### Data

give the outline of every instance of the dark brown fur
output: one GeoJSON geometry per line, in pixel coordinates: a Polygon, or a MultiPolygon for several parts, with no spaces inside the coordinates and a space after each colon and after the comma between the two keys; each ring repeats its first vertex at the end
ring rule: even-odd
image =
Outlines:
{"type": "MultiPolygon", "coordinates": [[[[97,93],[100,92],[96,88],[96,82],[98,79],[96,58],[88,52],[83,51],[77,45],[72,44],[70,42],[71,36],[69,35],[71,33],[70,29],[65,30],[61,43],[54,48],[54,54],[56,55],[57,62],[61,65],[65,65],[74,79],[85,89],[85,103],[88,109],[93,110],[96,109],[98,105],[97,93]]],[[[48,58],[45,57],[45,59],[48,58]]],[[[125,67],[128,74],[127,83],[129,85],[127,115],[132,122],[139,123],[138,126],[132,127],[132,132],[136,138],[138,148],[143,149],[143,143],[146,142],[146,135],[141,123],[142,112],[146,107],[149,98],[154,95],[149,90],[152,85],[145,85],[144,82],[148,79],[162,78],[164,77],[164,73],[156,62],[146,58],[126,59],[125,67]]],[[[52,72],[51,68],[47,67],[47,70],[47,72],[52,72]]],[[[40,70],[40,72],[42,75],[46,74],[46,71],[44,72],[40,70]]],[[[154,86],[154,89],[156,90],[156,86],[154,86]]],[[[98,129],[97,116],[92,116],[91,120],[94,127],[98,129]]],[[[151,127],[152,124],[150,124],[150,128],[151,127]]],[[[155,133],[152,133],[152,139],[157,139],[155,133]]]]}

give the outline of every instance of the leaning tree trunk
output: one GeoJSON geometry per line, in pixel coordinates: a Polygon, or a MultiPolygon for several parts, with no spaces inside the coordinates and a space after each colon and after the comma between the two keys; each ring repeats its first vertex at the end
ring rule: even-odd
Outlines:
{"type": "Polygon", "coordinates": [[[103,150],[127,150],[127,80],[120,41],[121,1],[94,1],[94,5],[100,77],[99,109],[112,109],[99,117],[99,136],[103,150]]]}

######

--- Task goal ---
Which lines in the listing hold the word "instance"? Copy them out.

--- Output ---
give the outline of every instance of the dark brown fur
give the outline of every instance of the leaning tree trunk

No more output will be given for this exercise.